[Location identification items]

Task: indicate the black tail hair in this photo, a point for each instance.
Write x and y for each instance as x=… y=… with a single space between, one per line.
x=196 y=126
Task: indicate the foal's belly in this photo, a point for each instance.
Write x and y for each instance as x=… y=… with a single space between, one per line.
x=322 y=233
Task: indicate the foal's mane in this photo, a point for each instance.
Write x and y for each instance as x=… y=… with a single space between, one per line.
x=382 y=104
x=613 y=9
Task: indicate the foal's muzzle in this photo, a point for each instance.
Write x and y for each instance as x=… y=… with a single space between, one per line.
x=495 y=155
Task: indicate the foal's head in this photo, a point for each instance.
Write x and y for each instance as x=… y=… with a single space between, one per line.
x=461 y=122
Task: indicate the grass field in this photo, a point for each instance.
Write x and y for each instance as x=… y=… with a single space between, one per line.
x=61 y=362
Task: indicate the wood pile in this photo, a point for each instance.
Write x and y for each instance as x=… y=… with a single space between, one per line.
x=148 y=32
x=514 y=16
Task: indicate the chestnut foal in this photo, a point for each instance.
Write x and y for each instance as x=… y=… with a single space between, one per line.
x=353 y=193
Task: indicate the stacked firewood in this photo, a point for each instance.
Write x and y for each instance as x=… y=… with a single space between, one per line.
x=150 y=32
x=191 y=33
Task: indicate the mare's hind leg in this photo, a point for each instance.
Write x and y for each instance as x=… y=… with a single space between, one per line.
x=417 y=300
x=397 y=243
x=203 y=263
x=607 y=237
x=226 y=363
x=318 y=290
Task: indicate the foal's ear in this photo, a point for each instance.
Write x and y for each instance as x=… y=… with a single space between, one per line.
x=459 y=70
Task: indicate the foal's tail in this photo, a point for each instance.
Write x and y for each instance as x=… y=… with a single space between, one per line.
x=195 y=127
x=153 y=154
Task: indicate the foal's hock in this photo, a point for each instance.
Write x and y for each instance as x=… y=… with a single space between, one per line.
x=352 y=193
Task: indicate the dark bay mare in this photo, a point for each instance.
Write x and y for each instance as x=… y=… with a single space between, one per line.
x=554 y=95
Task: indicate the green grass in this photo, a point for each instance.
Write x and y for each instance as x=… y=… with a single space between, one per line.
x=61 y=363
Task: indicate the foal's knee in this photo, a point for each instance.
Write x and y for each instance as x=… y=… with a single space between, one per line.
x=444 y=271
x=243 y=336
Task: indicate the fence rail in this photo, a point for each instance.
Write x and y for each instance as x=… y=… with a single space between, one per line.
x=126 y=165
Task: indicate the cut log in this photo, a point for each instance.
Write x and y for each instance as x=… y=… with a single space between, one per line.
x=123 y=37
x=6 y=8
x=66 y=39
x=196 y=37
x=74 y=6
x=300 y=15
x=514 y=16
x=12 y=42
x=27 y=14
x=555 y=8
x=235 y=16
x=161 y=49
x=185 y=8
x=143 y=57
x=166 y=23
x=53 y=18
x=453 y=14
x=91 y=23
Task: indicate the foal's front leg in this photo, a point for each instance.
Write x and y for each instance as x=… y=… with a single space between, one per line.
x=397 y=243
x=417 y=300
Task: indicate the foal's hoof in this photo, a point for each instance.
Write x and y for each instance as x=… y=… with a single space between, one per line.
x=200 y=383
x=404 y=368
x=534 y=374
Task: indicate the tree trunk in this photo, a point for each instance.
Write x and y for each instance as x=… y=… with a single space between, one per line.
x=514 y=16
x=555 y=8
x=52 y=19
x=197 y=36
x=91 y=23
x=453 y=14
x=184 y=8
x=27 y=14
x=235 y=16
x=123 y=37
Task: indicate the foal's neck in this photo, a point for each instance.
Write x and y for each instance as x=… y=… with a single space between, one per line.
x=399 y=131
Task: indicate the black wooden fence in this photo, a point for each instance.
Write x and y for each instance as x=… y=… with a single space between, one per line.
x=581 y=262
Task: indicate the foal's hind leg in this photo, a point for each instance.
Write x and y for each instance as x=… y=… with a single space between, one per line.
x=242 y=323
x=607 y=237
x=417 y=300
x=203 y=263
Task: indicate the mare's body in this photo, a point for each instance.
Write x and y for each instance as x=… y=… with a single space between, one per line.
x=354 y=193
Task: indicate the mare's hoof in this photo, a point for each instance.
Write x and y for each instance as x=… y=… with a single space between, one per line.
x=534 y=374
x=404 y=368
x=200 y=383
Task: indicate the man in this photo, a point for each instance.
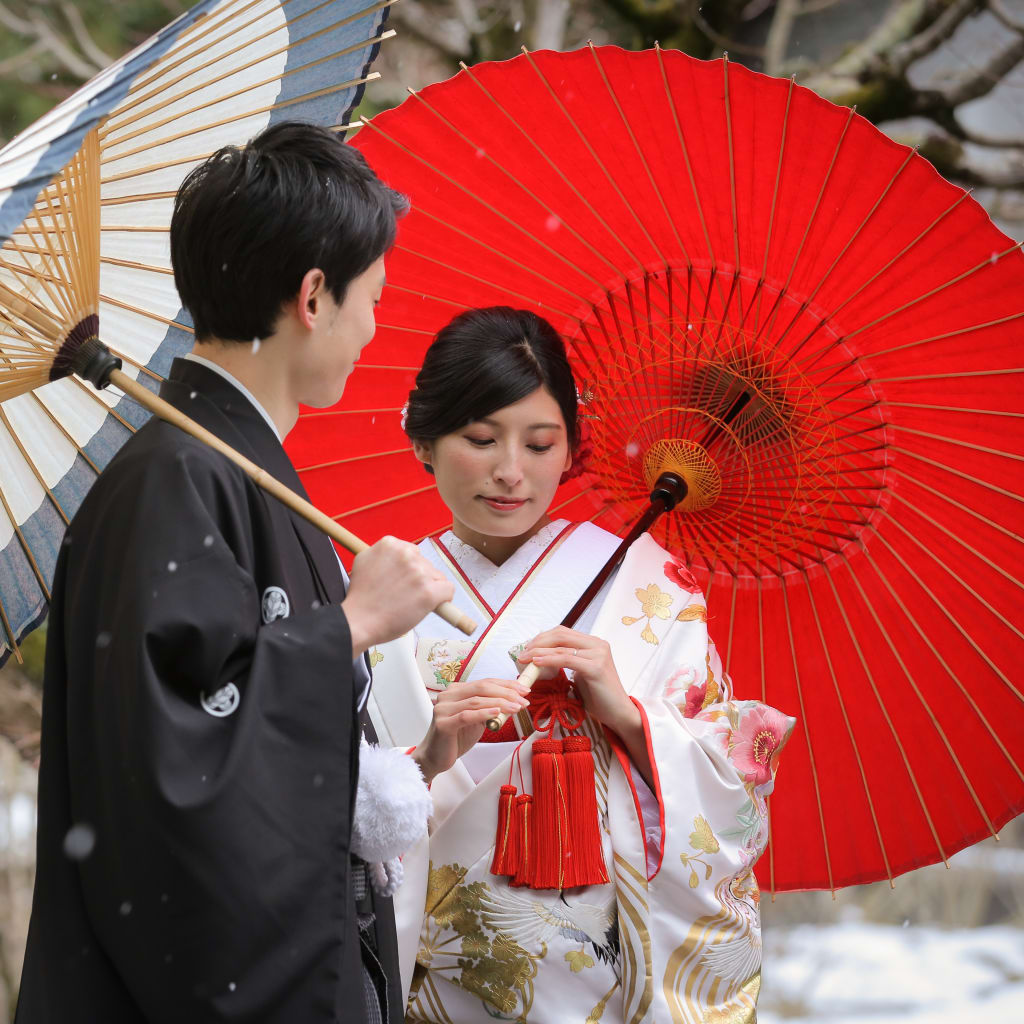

### PROBLEM STATEMENT
Reproduce every one of the records above word for word, but leave out the pictures.

### EXERCISE ANSWER
Task: indicate the black tail hair in this photo, a point for each instance.
Write x and y for each instance as x=… y=… with a single space between, one per line.
x=196 y=126
Task: indicate the foal's belly in this photo, a point for each instance.
Write x and y for each instance as x=… y=… with a single space between, one per line.
x=322 y=233
Task: indicate the foal's mane in this photo, a point for each instance.
Write x and y for each instance as x=… y=… with a single space between, one per line.
x=382 y=104
x=613 y=9
Task: indicate the foal's muzzle in this photo, a point for each instance.
Write x and y for each instance as x=… y=… with a single space between, one per line.
x=495 y=155
Task: indicate the foal's head in this photo, a point for each instance.
Write x and y for each instance as x=… y=… with a single space between, one per line.
x=461 y=122
Task: indicate the grass field in this photo, a point for each instance.
Write x and y for each instance as x=… y=… with a single space between, one per line.
x=61 y=362
Task: indicate the wood pile in this photo, a point for each instance.
Write x and y for each instance as x=… y=… with a single space between, one per line.
x=148 y=32
x=514 y=16
Task: indicate the chestnut foal in this photo, a point for each instance.
Write x and y for each instance as x=… y=… with a single space between, one per line.
x=353 y=193
Task: indicate the stacked firewood in this photo, a point for each instance.
Write x and y for each instance as x=… y=… with a single space between, one per line.
x=150 y=32
x=191 y=33
Task: indicate the mare's hind leg in this photo, a point for each instance.
Write x and y for each instance as x=… y=… with a single space between, one per line.
x=417 y=300
x=397 y=243
x=203 y=263
x=607 y=237
x=226 y=363
x=318 y=290
Task: indicate the foal's ear in this photo, a point for each instance.
Write x and y for each instance as x=… y=… with a single space between, one per line.
x=459 y=70
Task: indicate the foal's tail in this photo, a point for each instance.
Write x and y for each instance as x=… y=… with a single space between, one per line.
x=195 y=127
x=153 y=154
Task: indicate the foal's hock in this photo, a point for each instance.
Write x and y for each instance as x=… y=… with a single space between, one per line.
x=352 y=193
Task: indicate the dark bay mare in this photo, a point for each instance.
Write x and y for each instance as x=… y=… with a single space between, one per line.
x=554 y=95
Task: indicate the green grass in this photo, a point for each instance.
Write x and y for each instance as x=… y=… with a single space between, one per line.
x=61 y=363
Task: indicate the foal's knee in this photo, a point for each instance.
Write x and y for each instance as x=… y=… with a single space between, one per line.
x=444 y=271
x=243 y=336
Task: indicate the fence rail in this photo, a point for each instance.
Write x and y for each instance as x=… y=… with a single space between, one per line.
x=126 y=165
Task: indicate the cut log in this photo, a point for each instance.
Write x and y for each instance as x=… y=… with a single space between, one per line.
x=123 y=37
x=6 y=8
x=66 y=39
x=196 y=37
x=74 y=6
x=300 y=15
x=514 y=16
x=12 y=42
x=27 y=14
x=555 y=8
x=235 y=16
x=161 y=49
x=185 y=8
x=143 y=57
x=166 y=23
x=53 y=18
x=453 y=14
x=91 y=23
Task: indicate the foal's front leg in this photo, a point for each instance.
Write x and y for each instance as x=… y=… with a single space between, one per line.
x=397 y=243
x=417 y=300
Task: indicate the foal's hoof in this photo, a point for each instance.
Write x and y for each instance as x=… y=… with a single space between, one per line.
x=200 y=383
x=404 y=368
x=534 y=374
Task: indicate the tree trunk in this photo, a point for each instance.
Write x and y for each instance as x=… y=… with a single space between, one per line.
x=514 y=16
x=555 y=8
x=52 y=19
x=197 y=36
x=91 y=23
x=453 y=14
x=184 y=8
x=27 y=14
x=235 y=16
x=123 y=37
Task: indicate the foal's neck in this photo, a point for each instance.
Write x and y for each instance as x=… y=… with a single space between, one per line.
x=399 y=131
Task: indicate the black wooden fence in this photo, a point for each instance.
Write x and y for each instance as x=… y=… with a single space between, one per line.
x=581 y=262
Task: indicate the foal's hind leg in this photo, a point for each instance.
Write x and y for each instance as x=… y=… with a single space between, one per line.
x=242 y=323
x=607 y=237
x=417 y=300
x=203 y=263
Task: indicate the mare's body in this photo, a point for each instance.
Write x and y for each instance as x=… y=… with a single space between, one per line.
x=354 y=193
Task: indicate the mare's hoof in this photo, a point for each instance.
Write x and y for each instance as x=… y=… with a single space between, one per line.
x=534 y=374
x=404 y=368
x=200 y=383
Task: indicate the man in this photo, a point for each instance.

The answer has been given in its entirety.